Exercise:
Gather every line of the data below that contains the word "banana", matching case exactly.

** BEGIN Provided entries **

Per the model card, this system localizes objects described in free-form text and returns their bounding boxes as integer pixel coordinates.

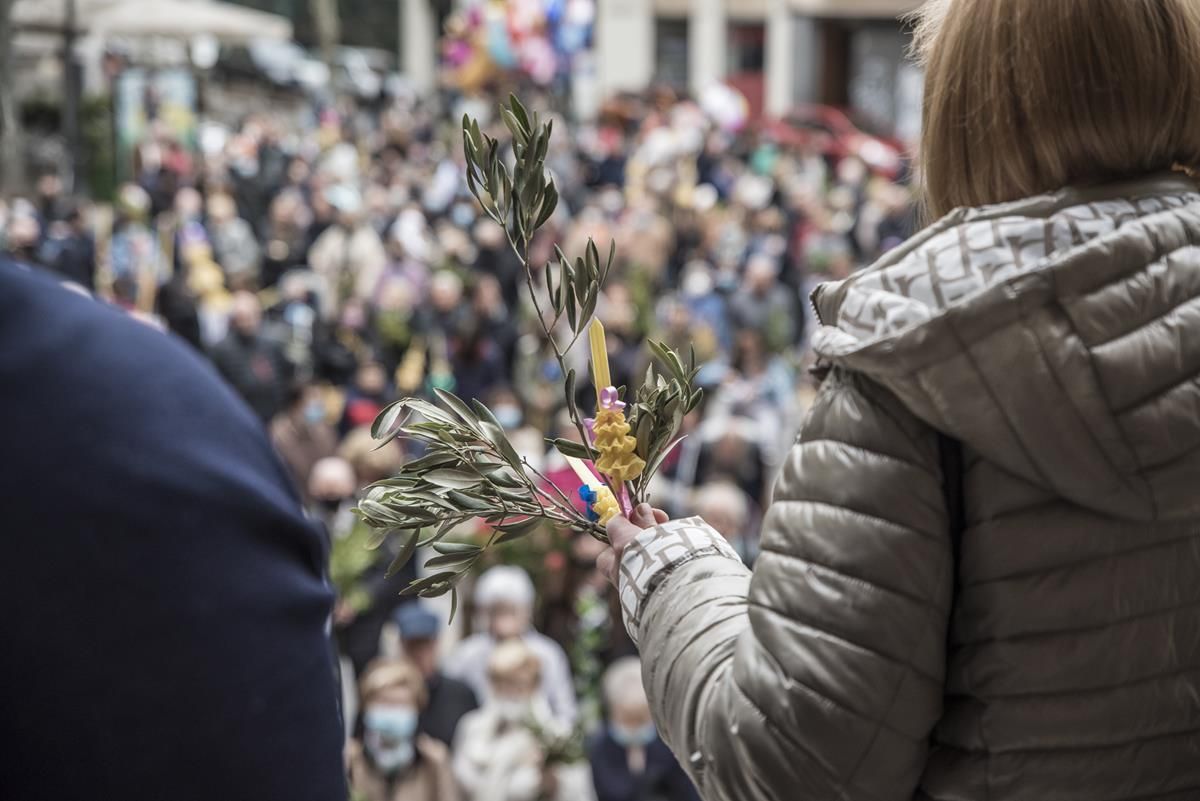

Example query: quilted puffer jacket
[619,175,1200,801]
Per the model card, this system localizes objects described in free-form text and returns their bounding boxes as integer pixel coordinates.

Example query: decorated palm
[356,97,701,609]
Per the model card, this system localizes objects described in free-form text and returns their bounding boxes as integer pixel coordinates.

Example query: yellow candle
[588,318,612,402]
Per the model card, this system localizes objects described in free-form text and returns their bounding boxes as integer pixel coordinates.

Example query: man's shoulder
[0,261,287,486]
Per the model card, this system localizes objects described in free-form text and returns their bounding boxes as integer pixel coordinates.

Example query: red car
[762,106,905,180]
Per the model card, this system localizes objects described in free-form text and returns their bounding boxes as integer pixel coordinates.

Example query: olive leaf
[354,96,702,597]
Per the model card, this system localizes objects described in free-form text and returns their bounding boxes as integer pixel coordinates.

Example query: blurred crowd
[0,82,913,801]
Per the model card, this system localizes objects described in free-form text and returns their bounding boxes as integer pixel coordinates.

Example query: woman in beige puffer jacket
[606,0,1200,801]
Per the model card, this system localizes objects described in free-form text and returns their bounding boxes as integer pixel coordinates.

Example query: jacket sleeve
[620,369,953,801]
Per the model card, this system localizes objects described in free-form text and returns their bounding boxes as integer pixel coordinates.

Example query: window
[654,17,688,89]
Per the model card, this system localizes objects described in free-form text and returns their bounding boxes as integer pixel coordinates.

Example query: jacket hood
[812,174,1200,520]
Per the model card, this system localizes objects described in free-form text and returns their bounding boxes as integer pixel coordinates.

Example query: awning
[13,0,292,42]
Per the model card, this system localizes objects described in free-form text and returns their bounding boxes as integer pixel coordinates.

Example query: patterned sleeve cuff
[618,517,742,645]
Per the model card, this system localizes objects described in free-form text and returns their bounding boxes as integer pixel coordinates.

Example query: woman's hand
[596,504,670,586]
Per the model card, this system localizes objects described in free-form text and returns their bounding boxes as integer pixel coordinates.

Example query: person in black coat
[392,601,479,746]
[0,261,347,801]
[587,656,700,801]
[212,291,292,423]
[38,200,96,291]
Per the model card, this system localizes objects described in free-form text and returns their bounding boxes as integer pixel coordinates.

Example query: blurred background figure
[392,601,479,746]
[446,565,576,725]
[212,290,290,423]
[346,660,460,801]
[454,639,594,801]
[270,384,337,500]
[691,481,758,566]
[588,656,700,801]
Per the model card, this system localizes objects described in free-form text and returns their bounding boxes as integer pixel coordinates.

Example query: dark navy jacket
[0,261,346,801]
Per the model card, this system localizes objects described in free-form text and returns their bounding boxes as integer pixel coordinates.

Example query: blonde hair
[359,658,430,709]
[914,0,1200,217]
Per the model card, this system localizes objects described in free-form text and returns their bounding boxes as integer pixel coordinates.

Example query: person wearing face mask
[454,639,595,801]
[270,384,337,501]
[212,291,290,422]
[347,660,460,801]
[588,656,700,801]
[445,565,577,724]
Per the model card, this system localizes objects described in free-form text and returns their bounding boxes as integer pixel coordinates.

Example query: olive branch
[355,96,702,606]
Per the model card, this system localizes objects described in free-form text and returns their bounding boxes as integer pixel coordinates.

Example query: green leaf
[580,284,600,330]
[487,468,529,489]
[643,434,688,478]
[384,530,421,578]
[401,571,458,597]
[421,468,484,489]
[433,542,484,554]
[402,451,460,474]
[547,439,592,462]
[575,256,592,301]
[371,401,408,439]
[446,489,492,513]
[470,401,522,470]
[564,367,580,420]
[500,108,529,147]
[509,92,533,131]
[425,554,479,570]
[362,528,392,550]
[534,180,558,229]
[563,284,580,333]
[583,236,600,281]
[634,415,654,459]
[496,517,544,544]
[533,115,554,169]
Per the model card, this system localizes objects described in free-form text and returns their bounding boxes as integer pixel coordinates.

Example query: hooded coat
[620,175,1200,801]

** END Provided entries **
** BEGIN Provided entries **

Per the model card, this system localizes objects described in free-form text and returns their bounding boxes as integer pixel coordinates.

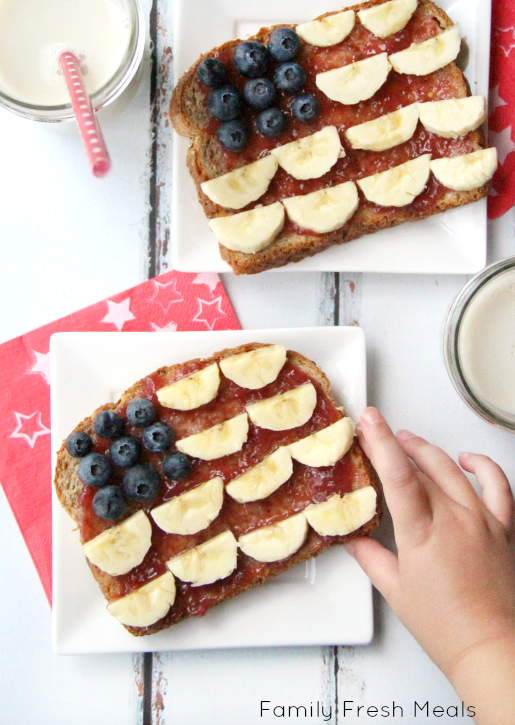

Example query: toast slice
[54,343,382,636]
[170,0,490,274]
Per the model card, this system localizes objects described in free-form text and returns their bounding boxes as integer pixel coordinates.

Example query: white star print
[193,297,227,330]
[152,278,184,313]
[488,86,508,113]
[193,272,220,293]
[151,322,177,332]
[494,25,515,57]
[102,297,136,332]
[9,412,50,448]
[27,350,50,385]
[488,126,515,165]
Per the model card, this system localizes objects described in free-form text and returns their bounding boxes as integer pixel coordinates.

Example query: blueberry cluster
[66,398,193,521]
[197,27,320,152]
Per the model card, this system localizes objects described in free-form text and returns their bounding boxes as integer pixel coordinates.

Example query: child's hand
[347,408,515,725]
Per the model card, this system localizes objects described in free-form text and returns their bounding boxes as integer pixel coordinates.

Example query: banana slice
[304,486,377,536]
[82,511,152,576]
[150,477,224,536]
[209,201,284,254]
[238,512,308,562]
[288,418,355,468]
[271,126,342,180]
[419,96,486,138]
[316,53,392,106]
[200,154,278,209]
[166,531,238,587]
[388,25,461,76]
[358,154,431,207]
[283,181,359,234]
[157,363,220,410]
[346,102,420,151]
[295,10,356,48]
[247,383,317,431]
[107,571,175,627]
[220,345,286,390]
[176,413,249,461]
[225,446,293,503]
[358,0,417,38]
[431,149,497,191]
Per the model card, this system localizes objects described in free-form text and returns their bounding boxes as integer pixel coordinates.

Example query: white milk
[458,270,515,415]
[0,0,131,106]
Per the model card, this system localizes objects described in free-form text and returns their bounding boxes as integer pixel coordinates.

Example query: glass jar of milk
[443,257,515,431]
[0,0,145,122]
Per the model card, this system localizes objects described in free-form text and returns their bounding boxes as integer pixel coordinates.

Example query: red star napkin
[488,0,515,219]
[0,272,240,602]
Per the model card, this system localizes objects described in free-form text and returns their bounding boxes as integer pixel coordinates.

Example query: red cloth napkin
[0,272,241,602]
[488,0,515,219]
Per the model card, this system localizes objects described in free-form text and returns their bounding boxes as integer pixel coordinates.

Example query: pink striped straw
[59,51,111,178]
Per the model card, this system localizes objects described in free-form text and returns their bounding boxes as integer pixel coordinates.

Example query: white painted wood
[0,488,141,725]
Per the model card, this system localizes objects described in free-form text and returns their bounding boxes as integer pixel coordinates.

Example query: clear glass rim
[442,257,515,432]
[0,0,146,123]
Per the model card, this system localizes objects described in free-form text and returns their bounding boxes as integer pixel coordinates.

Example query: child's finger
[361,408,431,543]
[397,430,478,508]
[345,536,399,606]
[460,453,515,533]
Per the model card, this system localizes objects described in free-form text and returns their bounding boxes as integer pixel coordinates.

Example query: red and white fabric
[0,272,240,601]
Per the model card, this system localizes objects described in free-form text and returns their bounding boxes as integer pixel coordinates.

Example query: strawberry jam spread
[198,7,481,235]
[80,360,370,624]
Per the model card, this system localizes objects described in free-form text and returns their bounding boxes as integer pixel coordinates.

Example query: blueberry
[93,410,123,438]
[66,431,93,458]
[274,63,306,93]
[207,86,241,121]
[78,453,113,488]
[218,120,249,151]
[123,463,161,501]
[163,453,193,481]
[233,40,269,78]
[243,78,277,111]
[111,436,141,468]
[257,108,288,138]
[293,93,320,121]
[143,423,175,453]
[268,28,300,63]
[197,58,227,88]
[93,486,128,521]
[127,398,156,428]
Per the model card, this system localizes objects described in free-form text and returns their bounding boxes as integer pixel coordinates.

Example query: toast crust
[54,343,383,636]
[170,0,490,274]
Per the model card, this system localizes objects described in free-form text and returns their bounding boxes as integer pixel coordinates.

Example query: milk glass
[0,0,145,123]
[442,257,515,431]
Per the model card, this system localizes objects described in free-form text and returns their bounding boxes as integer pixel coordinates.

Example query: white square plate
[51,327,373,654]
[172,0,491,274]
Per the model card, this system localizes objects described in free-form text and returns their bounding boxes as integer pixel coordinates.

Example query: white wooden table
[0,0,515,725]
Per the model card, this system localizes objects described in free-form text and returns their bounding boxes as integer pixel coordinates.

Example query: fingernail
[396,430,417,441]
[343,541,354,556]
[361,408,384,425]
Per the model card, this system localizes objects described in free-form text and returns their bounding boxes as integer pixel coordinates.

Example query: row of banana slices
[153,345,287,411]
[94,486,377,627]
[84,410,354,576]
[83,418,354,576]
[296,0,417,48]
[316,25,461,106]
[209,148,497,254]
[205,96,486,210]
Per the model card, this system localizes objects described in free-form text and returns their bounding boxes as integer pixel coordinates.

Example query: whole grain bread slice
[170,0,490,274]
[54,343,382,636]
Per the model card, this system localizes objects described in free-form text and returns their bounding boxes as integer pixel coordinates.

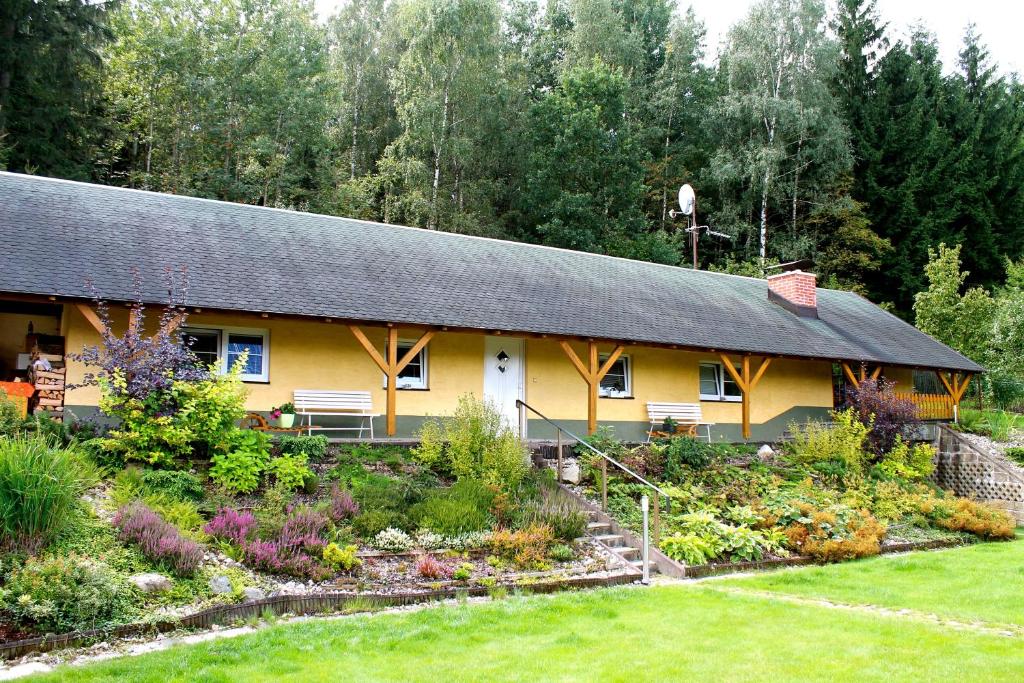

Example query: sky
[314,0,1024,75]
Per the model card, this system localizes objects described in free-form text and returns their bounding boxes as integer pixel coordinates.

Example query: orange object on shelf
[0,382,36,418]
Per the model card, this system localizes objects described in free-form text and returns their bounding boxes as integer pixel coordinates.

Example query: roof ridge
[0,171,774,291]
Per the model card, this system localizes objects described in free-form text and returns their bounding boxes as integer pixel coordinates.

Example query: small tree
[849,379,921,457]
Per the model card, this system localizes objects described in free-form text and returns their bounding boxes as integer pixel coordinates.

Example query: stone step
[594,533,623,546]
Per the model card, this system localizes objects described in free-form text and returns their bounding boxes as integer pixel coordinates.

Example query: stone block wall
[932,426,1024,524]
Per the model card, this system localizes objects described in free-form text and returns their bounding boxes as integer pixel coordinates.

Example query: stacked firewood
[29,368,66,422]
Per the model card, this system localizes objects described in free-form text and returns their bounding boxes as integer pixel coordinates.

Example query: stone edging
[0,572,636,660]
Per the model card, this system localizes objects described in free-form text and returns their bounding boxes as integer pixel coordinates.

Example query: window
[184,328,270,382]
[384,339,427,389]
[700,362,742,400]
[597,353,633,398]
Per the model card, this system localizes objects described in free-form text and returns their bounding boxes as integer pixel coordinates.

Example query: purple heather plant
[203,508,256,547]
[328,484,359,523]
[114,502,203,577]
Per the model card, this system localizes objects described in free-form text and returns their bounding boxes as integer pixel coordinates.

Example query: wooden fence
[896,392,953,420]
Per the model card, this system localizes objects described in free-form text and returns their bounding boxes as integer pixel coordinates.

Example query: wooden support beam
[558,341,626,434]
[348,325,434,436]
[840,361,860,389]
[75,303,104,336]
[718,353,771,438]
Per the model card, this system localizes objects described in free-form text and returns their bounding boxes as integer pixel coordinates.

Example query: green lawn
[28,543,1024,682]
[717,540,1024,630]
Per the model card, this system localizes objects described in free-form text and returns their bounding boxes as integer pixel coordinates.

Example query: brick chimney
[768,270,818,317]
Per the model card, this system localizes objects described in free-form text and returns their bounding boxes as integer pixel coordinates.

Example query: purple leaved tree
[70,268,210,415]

** END Provided entries **
** BEGIN Provided entries **

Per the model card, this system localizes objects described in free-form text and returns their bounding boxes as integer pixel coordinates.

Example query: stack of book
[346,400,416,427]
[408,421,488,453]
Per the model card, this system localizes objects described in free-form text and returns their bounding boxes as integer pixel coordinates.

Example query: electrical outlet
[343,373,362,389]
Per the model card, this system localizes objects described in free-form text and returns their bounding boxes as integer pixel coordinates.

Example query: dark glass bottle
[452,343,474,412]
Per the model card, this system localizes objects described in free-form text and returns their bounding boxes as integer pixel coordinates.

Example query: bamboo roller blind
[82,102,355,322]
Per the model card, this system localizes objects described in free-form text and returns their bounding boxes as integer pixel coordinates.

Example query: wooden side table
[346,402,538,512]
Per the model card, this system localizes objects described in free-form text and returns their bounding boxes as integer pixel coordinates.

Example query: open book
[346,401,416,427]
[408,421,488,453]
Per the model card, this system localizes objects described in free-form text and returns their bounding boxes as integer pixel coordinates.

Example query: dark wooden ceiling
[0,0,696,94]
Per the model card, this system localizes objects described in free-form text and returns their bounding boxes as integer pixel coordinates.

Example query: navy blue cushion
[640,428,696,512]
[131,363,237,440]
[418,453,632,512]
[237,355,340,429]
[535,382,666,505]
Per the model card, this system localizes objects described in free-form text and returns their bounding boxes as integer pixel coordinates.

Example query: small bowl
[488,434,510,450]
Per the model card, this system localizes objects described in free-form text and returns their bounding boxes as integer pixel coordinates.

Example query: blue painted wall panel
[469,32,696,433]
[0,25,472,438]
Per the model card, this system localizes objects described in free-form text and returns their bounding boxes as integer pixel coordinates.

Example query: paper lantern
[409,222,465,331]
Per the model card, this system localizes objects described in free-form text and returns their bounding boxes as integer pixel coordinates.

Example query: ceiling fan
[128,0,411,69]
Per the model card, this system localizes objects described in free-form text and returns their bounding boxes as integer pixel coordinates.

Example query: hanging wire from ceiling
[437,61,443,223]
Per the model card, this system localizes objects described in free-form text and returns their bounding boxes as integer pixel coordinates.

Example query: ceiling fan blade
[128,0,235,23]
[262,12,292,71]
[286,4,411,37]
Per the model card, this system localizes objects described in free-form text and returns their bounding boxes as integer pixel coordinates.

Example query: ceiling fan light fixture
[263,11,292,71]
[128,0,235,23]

** END Provided entries **

Output for this exercise:
Example query: banana slice
Example query: row of banana slices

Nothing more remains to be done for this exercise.